> _Excerpted text_
###
Wednesday, October 14, 2015

For Whom The Bridge Tolls: Thoughts On A New Cape Cod Canal Bridge


Let's start with some numbers:

Bourne Bridge
Year round daily average (2011) = 42,505 vehicles
Summer daily average = 58,467

Sagamore Bridge
Year round daily average = 51,489
Summer daily average = 70,674

Those numbers lead to impassable traffic jams, jams where ten mile drives take 3 hours.

You've all heard the war stories. "25 mile backups during Hurricane Bob," or "90 minutes from the the 6A/130 intersection to the Sagamore Bridge during the Mother's Day Massacre of 2012."

Bourne residents literally can't go anywhere and hope to come back on Friday afternoons, Saturday/Sunday mornings, Sunday nights, during the Monday commute, and/or during any holiday/event.

Emergency evacuation is impossible, property values suffer, the quality of life is lowered, and the last sentence of the previous paragraph is literally saying "as a Bourne resident, you sacrifice a sizable % of your waking life to traffic."

This would be tolerable in Boston, where there are a million people zipping about. It shouldn't be the case in Buzzards Bay, where 3000 souls can be found on any given day. It makes me want to scream at someone more than I care to admit.



Here's how I see it....

* We need a third bridge.

* We need a third road leading up to and away from that bridge.

* If we want it, we'll have to pay for it.

* We'll pay for it with a toll bridge.

* The tolls will be there forever, even after the bridge is paid off.

* Prices will increase as businesses pass the toll costs onto the consumers.

* We shall eventually pay billions for a $300 million bridge.

* Splitting traffic up at the Christmas Tree Shop and then merging it back together 400 yards across the Canal will not resolve our traffic problems. It may in fact make it worse.

* The bridge will not meet the stated goal of easing traffic volume at all, and it serves no other purpose.

* We'll pay for this useless bridge for the rest of our lives and the lives of our descendants.

* If we don't do something, this nightmare is imminent.

* It seems to have fallen to me to brainstorm something.



I'm not picking on MA State Rep. Randy Hunt or Cape Cod Commission CEO Wendy Northcross there. Randy is obviously putting thought and effort into the problem, and Wendy answered almost everything I asked her about the topic. They just don't seem to see the basic problems inherent in this situation, or they feel that the problems are tenable and/or unavoidable.
###
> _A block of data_
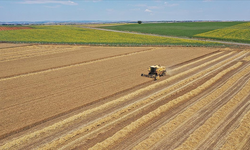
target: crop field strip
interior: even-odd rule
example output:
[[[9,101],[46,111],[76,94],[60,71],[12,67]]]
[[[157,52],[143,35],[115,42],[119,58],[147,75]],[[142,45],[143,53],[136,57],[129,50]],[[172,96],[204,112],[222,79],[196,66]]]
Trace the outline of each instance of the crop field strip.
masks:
###
From the post about a new Cape Cod Canal bridge, list every daily average traffic figure, naming the bridge and the period for each.

- Bourne Bridge, year round (2011): 42,505 vehicles
- Bourne Bridge, summer: 58,467
- Sagamore Bridge, year round: 51,489
- Sagamore Bridge, summer: 70,674